» AIM OF THE EXERCISE:
Nothing other than the lines from the one containing "Objective — for every instance of the black wall" through the close of the entries below should be printed, each exactly.
>> BEGIN
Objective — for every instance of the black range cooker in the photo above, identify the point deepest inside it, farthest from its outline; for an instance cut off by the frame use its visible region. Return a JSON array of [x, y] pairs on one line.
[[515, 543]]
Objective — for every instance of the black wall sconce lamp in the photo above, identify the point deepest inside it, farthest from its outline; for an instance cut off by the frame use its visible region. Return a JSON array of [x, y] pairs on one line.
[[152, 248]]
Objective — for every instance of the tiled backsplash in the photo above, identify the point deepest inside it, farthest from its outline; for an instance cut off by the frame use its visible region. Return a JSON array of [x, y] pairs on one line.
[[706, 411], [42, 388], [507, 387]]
>> END
» SOLUTION FOR THIS EXERCISE:
Objective — for every instance of the black wall sconce lamp in the photo above, identify the point deepest inside it, farthest from its outline; for an instance cut off by the frame use its visible region. Return a JSON array of [x, y] pairs on one line.
[[152, 248]]
Objective — for every instance of the tiled backsplash in the photo above, identify the point deepest inside it, farthest from its outline; for an instance cut off by the frame use its visible region. Return a JSON array of [x, y] pairs on one line.
[[706, 411], [42, 388], [507, 387]]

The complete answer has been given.